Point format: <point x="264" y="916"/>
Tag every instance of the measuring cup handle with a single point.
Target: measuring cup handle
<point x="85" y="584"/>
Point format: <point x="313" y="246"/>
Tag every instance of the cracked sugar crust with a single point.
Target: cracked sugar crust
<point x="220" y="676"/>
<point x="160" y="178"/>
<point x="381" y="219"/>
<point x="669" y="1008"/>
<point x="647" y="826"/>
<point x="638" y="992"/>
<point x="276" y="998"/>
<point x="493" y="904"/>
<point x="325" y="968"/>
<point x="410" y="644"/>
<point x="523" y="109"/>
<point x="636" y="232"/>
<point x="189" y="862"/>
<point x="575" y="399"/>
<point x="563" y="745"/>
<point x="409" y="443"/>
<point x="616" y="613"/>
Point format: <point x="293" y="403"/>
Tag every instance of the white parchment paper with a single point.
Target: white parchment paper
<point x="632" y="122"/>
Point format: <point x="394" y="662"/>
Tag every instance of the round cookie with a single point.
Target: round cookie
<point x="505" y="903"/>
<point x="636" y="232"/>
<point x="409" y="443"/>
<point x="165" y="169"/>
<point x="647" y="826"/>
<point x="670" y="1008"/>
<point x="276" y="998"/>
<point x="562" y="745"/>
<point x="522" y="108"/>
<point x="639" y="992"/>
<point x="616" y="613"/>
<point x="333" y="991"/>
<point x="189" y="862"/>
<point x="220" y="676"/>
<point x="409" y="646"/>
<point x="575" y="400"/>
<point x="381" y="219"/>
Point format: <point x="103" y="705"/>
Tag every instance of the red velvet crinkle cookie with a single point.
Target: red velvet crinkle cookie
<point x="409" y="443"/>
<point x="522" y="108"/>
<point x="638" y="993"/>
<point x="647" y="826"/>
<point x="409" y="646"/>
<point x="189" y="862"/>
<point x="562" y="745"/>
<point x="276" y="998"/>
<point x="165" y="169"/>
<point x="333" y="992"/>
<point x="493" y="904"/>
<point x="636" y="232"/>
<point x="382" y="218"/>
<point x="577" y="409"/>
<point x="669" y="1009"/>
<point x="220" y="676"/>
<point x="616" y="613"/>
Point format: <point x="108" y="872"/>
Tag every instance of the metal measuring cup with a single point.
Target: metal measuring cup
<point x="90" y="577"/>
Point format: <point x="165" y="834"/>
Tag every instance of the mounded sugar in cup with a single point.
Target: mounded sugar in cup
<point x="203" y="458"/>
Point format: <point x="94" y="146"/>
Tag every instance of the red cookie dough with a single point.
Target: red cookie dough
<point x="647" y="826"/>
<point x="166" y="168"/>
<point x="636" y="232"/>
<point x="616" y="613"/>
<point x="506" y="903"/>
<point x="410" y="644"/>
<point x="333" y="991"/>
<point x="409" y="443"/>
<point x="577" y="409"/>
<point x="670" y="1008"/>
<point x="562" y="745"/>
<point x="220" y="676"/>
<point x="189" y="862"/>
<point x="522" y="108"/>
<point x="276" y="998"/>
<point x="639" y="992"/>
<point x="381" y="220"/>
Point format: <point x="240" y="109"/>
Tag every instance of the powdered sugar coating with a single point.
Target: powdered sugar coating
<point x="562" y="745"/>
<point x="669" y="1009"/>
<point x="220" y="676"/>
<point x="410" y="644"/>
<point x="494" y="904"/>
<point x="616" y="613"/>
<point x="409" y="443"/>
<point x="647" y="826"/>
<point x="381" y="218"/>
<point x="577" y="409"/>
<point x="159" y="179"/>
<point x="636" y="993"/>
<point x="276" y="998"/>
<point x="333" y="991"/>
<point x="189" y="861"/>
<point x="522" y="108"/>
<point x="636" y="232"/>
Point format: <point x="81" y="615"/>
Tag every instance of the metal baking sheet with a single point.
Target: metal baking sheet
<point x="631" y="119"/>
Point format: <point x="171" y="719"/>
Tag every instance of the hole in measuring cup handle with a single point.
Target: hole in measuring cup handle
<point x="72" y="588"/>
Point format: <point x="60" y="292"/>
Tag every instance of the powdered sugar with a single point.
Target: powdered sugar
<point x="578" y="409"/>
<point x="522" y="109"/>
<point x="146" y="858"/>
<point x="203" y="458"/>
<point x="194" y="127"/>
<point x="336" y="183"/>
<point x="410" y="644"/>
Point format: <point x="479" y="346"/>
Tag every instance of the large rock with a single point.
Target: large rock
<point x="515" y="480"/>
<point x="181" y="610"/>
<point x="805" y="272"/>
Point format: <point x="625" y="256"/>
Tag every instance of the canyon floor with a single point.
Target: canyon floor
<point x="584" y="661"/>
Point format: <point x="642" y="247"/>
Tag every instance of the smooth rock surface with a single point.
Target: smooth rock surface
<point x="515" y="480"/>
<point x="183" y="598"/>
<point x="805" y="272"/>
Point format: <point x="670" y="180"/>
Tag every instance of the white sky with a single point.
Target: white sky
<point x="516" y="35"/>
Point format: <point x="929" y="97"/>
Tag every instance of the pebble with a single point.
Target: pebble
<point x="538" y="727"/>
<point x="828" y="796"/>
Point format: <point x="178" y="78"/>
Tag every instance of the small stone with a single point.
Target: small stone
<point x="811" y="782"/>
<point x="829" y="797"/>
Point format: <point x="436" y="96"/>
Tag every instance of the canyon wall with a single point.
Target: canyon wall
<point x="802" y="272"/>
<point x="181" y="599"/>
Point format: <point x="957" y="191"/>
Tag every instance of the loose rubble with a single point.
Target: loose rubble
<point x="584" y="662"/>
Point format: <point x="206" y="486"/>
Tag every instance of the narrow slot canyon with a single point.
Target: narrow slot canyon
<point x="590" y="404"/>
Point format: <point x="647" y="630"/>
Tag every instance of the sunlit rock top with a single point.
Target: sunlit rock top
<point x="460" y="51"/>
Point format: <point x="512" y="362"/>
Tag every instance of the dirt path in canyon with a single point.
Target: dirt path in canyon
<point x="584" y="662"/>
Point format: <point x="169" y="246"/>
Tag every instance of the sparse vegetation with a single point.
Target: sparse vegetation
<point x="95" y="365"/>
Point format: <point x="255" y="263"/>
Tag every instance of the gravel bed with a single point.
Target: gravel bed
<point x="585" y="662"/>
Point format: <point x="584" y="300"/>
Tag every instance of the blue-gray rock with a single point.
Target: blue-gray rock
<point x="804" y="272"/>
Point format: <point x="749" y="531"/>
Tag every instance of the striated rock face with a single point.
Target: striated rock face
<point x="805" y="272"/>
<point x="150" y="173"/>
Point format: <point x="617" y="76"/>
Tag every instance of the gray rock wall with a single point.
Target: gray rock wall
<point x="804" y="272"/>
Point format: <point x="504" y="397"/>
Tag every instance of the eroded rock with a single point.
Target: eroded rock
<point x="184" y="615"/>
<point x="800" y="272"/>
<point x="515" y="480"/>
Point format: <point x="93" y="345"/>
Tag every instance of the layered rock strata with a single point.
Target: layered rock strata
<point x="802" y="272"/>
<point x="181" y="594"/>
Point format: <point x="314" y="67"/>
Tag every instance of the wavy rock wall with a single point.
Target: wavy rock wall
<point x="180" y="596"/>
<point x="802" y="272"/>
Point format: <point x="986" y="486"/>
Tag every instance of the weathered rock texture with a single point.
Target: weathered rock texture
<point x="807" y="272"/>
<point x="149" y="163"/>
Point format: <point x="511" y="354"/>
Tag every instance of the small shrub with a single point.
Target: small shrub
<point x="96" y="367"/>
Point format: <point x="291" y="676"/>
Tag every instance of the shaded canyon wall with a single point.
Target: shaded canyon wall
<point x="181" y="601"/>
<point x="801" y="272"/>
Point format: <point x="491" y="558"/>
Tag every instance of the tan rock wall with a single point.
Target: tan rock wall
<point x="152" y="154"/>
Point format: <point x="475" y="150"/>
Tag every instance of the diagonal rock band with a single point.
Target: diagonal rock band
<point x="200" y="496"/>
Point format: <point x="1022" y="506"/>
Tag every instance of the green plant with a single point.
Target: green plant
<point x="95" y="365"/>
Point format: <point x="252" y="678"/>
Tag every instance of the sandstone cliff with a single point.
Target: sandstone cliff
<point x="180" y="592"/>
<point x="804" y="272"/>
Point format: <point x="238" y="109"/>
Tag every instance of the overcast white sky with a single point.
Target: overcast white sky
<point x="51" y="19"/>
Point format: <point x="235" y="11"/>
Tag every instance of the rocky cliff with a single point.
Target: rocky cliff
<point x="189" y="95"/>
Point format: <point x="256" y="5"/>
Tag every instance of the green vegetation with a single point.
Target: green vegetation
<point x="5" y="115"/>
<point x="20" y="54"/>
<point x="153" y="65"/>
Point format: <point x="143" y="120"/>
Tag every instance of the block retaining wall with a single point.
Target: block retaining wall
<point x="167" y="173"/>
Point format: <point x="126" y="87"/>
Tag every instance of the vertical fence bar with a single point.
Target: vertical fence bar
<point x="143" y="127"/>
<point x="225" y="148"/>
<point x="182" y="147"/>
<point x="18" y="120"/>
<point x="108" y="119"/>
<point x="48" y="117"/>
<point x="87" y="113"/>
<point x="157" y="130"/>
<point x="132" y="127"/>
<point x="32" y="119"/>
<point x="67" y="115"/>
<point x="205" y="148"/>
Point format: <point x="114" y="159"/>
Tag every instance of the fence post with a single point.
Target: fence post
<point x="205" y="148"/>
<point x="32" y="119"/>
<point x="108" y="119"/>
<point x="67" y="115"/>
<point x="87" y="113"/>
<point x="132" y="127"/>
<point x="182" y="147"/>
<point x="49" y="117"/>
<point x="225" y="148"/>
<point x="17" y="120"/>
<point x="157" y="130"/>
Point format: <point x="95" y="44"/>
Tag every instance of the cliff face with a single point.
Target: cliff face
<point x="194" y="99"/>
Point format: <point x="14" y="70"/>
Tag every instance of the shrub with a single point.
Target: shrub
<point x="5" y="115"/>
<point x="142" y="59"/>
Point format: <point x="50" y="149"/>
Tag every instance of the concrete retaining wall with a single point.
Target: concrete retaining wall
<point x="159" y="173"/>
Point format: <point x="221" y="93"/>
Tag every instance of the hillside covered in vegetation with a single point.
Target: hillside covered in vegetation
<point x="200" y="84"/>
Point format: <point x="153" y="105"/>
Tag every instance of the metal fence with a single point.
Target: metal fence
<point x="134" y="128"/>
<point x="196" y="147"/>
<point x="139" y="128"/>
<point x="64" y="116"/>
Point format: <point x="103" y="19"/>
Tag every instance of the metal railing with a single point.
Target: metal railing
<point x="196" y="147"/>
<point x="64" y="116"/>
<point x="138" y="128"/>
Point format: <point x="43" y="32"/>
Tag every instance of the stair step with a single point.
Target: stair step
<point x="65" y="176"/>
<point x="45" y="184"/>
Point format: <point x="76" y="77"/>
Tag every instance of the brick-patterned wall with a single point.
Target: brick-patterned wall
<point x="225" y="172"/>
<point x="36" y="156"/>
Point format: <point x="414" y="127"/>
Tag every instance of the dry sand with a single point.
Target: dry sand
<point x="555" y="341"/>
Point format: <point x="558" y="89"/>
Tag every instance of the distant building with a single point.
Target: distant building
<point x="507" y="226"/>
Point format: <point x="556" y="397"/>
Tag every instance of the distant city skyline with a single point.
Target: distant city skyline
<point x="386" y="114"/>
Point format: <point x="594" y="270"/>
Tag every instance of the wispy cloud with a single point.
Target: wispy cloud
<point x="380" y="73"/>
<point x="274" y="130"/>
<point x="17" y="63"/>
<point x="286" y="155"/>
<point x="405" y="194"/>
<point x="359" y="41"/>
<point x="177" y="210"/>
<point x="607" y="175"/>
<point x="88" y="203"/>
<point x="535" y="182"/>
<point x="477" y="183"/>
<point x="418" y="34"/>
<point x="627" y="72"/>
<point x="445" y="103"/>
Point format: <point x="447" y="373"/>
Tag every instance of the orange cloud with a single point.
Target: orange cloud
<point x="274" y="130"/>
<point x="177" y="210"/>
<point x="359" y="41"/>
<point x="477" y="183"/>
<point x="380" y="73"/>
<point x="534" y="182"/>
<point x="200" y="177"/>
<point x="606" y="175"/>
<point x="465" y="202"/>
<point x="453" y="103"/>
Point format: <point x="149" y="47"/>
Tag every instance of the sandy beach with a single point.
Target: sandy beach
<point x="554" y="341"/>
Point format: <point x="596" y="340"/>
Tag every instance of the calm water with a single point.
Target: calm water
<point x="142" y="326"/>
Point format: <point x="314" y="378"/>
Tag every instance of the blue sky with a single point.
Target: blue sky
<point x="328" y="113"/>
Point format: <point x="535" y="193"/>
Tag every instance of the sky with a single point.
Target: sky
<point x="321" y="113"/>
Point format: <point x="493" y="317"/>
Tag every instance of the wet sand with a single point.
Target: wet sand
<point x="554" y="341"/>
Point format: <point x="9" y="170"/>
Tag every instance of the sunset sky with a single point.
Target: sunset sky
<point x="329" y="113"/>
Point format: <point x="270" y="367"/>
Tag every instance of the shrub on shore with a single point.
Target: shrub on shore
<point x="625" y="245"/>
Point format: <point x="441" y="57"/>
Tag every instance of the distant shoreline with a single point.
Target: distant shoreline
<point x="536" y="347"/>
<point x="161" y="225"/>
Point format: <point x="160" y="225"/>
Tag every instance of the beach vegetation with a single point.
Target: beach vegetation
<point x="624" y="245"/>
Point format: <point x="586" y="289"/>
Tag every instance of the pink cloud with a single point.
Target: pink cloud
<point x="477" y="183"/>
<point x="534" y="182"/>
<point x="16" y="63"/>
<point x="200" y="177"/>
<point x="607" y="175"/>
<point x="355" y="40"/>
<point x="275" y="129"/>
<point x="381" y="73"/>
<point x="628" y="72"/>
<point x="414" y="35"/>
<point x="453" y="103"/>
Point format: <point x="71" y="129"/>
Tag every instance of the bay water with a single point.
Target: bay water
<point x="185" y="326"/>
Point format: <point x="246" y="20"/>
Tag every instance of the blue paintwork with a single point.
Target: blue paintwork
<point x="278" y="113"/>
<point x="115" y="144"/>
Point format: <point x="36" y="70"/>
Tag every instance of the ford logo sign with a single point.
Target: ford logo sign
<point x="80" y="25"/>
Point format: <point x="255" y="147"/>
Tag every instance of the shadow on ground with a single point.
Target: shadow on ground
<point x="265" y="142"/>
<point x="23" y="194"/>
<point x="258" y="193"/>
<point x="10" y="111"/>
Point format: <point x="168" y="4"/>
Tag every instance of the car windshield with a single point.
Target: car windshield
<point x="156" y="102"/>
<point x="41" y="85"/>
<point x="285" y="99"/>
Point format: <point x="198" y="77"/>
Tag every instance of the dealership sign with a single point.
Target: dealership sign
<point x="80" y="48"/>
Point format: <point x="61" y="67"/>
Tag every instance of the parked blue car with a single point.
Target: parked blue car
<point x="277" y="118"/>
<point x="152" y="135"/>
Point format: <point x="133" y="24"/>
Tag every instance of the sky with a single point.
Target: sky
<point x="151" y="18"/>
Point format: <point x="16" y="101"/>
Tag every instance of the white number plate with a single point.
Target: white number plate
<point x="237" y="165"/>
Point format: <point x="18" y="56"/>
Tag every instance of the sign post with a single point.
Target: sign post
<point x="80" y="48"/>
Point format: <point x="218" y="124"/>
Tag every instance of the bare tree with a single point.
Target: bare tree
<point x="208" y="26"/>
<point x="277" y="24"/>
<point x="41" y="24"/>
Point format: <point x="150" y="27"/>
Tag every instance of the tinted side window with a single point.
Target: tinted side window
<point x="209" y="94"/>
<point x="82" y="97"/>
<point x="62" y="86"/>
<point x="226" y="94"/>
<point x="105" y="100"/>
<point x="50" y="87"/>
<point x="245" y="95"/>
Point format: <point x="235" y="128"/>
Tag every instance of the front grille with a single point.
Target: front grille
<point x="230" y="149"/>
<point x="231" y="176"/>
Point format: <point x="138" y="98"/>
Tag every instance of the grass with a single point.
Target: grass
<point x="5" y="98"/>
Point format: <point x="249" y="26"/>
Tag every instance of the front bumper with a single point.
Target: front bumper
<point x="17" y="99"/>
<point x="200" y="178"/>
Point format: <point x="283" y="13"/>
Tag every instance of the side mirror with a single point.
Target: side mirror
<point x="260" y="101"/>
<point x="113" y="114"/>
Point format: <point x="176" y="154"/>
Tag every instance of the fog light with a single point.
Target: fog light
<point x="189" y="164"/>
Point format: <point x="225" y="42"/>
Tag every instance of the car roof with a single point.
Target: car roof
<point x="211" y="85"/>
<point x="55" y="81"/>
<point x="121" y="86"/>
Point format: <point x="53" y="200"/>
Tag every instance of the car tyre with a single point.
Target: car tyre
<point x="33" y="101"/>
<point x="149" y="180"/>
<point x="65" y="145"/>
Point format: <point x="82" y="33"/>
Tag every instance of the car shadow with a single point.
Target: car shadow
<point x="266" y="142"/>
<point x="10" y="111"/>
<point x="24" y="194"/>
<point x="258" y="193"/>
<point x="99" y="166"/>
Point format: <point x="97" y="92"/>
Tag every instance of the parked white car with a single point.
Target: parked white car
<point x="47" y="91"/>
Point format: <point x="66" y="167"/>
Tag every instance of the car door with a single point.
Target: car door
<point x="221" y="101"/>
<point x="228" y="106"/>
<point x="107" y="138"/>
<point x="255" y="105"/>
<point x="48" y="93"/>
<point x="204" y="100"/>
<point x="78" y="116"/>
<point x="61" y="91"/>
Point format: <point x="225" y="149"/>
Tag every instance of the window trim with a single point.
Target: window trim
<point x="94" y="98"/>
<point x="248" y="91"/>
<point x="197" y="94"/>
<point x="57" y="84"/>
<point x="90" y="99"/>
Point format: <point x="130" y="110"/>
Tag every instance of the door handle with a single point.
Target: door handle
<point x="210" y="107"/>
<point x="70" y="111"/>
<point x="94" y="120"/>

DIRECTIVE – Please find every line in the entries above that contains the word "sparse" and copy each of those lines in full.

WORKED SOLUTION –
Tag every instance of the sparse vegetation with a single point.
Target: sparse vegetation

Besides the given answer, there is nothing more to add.